> **DIRECTIONS FOR THIS TASK**:
Arrange the lines from the start of the entries through the line holding "positive clicks: (778, 238)", inclusive, as a numbered list, skipping blank lines. Leave the pictures out of the list.

> **EXERCISE INPUTS**:
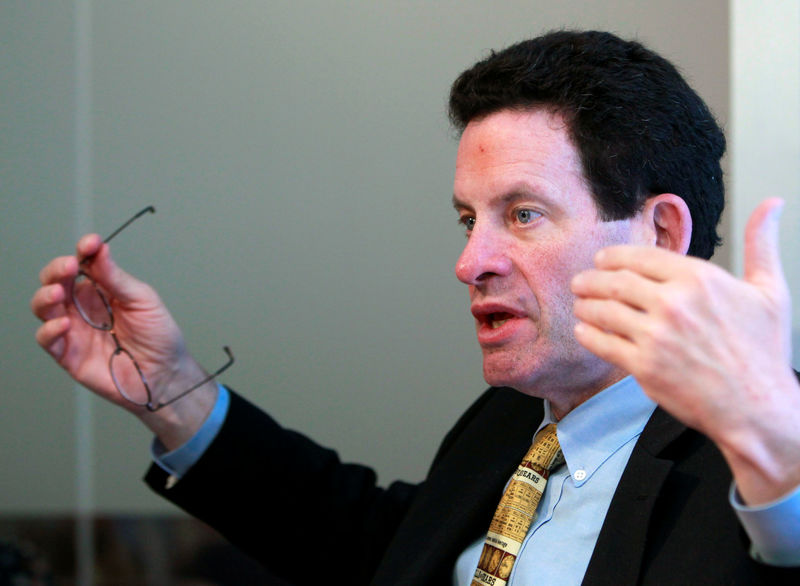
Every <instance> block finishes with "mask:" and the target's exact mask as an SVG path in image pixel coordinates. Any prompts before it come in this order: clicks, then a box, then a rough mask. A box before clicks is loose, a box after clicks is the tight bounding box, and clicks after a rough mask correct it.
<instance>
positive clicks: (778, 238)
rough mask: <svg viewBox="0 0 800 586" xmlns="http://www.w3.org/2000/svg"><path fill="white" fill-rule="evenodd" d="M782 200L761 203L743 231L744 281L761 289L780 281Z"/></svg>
mask: <svg viewBox="0 0 800 586" xmlns="http://www.w3.org/2000/svg"><path fill="white" fill-rule="evenodd" d="M784 203H785V202H784V201H783V200H782V199H779V198H770V199H767V200H764V201H763V202H761V203H760V204H759V205H758V207H757V208H756V209H755V210H754V211H753V213H752V214H751V215H750V218H749V219H748V220H747V227H746V228H745V232H744V280H745V281H747V282H748V283H751V284H753V285H756V286H758V287H760V288H764V287H770V288H774V287H775V285H776V281H778V282H779V283H783V281H784V279H783V268H782V267H781V256H780V241H779V238H778V224H779V220H780V217H781V212H782V211H783V206H784Z"/></svg>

> **SOLVED PROBLEM**:
1. Every <instance> block finishes with "mask:" and the target's exact mask as an SVG path in image pixel coordinates. Any prompts before it come in this order: clicks, then a box, then a rough mask. A box before clicks is loose, a box after clicks is the tight bounding box, and clicks after a rough mask correct it.
2. <instance>
3. positive clicks: (778, 238)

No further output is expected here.